### [Assignment]
Note each line of the entries that includes "girl". Then copy those lines.

[Opening The records section]

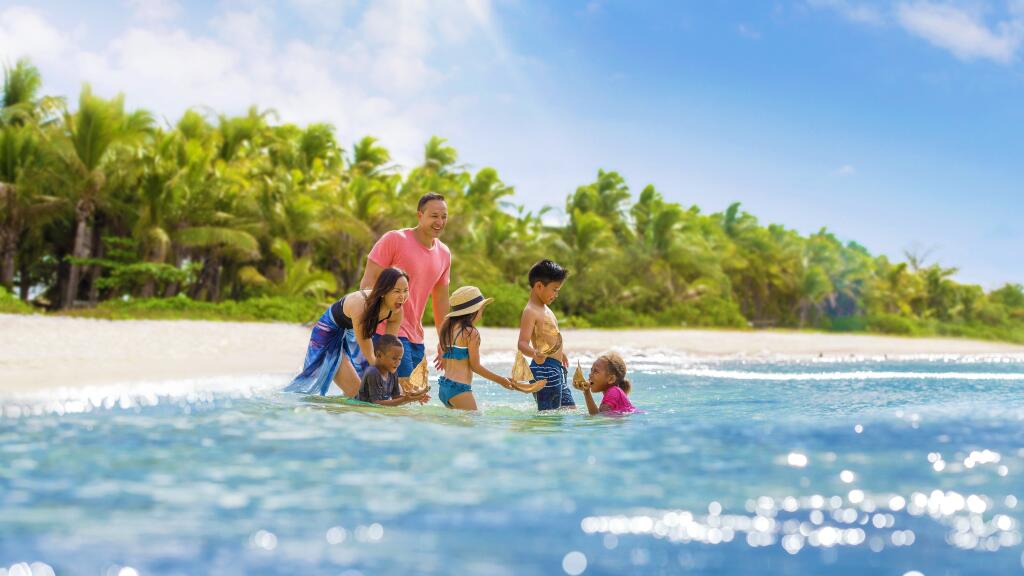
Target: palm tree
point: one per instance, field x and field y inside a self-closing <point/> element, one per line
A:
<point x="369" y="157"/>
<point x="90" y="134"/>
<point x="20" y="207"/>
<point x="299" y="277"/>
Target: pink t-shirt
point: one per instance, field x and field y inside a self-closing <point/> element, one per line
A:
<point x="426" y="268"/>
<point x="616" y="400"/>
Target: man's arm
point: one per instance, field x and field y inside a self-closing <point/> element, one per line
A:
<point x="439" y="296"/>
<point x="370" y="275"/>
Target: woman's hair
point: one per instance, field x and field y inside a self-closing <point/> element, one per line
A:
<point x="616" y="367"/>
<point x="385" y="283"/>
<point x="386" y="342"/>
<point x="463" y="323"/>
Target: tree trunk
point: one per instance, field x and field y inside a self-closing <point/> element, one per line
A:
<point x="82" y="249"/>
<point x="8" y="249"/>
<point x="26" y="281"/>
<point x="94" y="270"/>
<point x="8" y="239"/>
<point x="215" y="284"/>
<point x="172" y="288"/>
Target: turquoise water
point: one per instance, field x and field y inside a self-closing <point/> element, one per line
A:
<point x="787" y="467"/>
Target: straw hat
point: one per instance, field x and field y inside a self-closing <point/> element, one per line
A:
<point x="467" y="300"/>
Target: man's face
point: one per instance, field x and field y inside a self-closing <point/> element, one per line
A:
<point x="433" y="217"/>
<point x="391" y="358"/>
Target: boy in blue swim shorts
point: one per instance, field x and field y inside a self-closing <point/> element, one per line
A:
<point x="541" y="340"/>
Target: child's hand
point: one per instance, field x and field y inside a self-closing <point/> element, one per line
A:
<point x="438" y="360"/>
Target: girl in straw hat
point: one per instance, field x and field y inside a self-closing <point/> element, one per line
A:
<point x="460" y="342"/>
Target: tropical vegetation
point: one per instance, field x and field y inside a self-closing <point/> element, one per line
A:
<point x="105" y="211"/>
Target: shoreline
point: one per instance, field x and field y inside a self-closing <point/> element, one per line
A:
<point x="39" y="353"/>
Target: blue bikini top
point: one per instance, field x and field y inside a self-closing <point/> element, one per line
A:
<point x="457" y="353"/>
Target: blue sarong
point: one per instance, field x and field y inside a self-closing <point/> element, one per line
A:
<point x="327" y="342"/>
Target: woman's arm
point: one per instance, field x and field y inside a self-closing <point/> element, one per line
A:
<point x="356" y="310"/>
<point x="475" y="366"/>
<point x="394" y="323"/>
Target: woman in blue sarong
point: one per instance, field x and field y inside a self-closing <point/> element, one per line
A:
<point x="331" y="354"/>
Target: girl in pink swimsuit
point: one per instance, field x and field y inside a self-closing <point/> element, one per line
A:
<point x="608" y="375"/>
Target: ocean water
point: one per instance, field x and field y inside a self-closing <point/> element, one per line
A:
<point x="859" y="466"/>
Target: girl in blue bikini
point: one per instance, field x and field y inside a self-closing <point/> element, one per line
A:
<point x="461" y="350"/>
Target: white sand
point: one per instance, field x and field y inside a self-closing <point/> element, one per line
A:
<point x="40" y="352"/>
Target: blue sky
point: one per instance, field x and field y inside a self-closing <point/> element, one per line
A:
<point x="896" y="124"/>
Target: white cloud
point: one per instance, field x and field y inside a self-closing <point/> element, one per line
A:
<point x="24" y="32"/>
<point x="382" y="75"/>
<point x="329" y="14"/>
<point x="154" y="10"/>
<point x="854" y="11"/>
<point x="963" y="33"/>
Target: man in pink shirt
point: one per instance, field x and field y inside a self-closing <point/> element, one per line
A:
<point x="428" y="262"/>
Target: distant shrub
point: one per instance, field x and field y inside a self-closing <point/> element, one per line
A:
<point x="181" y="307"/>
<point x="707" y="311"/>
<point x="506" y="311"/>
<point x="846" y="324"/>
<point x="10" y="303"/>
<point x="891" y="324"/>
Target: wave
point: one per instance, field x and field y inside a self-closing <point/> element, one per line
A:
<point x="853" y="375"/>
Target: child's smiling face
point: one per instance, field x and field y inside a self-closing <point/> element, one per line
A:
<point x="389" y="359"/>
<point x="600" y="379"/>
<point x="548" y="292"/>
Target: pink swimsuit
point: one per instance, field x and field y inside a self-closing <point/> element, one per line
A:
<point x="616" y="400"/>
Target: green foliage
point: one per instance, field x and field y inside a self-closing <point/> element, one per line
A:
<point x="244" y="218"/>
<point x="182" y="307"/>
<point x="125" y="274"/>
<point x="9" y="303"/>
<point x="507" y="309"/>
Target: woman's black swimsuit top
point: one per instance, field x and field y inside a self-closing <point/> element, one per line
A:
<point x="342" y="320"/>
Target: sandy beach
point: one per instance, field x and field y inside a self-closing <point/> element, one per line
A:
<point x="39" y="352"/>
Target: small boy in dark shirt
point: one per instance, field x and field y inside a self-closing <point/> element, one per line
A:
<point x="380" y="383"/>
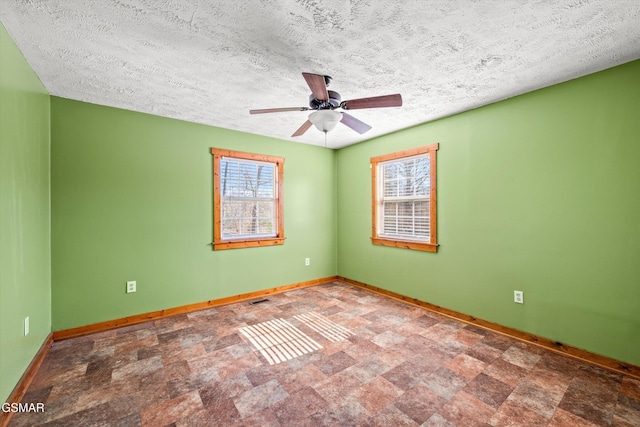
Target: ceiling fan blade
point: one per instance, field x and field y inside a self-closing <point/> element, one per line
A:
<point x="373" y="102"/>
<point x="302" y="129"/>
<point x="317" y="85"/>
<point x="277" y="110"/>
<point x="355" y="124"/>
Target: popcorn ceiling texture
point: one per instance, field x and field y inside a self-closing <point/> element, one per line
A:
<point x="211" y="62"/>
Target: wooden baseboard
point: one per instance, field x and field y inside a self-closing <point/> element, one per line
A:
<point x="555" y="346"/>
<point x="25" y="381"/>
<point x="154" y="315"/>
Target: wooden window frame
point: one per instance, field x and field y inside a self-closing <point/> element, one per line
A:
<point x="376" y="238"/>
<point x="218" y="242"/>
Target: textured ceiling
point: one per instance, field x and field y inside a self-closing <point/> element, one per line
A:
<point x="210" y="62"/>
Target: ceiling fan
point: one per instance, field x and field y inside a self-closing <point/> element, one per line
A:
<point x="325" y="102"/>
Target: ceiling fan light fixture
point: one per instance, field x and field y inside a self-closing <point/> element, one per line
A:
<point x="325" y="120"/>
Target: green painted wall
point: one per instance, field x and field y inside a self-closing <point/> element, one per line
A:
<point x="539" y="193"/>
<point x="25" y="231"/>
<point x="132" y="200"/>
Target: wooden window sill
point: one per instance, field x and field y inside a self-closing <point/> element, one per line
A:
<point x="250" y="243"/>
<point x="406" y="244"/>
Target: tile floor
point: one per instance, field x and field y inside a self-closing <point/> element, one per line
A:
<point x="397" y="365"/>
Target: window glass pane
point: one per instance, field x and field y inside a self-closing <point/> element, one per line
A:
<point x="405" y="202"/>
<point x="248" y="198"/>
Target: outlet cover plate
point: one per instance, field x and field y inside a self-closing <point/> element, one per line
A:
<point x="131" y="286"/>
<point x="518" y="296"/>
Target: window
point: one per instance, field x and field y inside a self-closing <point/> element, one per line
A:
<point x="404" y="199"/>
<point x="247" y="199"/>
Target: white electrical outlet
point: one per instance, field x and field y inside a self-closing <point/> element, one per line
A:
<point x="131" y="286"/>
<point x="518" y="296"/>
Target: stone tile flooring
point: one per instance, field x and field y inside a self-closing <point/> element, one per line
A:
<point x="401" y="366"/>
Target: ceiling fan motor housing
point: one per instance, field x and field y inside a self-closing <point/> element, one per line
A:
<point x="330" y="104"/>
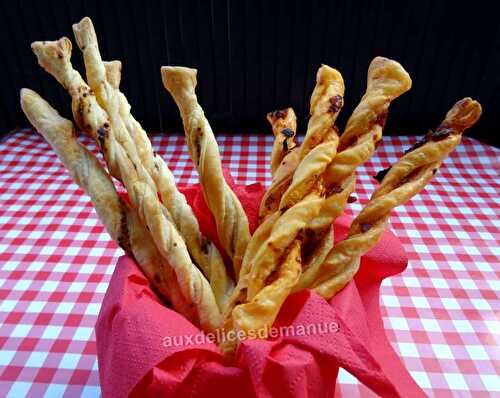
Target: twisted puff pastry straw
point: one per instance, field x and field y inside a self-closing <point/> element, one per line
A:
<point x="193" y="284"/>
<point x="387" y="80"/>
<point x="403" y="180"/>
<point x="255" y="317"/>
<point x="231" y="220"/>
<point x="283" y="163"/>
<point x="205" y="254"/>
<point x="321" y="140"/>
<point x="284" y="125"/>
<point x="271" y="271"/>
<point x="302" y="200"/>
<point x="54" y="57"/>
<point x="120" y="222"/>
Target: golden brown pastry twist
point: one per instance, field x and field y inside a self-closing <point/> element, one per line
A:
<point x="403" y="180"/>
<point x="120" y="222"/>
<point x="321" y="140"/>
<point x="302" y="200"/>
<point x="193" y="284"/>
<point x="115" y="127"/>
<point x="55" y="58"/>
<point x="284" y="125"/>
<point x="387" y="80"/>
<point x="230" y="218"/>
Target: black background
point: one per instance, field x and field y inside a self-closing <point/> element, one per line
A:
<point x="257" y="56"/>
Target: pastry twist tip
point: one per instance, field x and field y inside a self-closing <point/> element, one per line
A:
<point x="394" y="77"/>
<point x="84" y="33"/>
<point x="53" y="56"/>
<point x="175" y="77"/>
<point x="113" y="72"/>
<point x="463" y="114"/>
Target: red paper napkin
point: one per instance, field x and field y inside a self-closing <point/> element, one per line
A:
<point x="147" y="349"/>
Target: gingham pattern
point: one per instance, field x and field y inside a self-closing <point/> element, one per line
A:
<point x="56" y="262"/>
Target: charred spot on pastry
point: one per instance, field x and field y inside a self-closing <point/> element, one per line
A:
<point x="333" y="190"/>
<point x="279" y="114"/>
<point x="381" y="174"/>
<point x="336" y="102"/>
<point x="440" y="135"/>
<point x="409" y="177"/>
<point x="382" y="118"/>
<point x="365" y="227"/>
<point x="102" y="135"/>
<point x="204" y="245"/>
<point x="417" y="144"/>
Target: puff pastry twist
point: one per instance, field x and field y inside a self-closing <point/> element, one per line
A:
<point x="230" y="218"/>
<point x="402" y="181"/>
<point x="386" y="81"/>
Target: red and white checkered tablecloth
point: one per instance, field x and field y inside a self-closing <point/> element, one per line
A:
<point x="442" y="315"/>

[Closing The records section]
[Opening The records section]

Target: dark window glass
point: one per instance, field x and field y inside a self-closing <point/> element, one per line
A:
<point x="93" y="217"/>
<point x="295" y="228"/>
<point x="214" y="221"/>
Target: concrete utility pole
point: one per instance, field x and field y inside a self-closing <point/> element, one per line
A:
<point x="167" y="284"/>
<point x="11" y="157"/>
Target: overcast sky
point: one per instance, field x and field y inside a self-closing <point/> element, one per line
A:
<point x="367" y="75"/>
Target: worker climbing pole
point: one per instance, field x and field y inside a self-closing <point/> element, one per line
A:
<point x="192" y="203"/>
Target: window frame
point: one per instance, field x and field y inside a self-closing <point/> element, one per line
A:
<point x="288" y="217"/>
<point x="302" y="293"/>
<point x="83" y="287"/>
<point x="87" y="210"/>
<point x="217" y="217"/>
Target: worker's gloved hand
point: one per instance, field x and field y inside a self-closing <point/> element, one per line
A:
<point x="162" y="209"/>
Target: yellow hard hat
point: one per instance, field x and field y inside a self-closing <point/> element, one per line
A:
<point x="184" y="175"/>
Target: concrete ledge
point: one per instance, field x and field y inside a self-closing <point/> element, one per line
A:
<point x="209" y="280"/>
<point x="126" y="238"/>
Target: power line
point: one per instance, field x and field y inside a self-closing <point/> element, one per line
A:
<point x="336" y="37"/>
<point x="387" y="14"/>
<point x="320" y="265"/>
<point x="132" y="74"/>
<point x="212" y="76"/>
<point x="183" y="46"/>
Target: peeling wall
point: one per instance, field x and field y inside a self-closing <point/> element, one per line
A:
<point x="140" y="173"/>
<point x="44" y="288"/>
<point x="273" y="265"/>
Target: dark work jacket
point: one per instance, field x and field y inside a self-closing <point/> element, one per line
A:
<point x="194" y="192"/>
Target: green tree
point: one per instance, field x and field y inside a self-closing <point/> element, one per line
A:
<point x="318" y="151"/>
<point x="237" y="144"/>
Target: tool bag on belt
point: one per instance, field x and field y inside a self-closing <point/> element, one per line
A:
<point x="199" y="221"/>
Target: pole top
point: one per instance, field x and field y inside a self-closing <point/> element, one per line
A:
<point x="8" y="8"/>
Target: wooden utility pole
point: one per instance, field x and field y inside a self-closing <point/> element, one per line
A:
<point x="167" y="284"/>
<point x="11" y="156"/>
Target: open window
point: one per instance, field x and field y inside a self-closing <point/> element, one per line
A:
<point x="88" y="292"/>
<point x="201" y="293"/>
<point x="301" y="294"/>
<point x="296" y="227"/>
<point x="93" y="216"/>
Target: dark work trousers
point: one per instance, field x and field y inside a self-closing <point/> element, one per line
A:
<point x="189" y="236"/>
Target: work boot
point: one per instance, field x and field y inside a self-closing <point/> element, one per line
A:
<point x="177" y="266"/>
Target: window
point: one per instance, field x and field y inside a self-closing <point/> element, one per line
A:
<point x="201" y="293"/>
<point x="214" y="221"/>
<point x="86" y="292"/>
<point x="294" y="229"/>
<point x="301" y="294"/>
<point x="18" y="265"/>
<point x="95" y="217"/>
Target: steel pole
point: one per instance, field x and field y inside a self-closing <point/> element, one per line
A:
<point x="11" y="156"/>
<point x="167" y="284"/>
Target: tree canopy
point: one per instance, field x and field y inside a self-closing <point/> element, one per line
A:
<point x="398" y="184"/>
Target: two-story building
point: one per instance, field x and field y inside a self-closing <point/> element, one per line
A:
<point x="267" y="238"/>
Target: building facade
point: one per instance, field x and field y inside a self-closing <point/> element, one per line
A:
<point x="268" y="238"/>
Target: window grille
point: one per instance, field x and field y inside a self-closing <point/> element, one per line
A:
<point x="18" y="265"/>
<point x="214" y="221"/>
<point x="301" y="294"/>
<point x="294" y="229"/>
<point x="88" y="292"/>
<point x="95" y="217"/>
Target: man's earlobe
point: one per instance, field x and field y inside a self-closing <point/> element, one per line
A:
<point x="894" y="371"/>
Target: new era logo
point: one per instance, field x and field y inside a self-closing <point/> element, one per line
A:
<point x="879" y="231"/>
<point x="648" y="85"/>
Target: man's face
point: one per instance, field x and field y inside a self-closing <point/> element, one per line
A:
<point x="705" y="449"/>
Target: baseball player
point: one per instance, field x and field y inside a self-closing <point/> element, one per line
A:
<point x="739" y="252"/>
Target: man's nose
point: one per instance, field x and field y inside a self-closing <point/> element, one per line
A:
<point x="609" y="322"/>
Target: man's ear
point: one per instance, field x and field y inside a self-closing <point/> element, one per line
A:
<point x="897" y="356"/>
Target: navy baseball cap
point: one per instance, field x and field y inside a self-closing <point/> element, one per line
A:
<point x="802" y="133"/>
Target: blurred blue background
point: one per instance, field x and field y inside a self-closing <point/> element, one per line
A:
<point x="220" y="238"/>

[Closing The records section]

### [Reply]
Target: girl in straw hat
Target: girl in pink swimsuit
Target: girl in blue bikini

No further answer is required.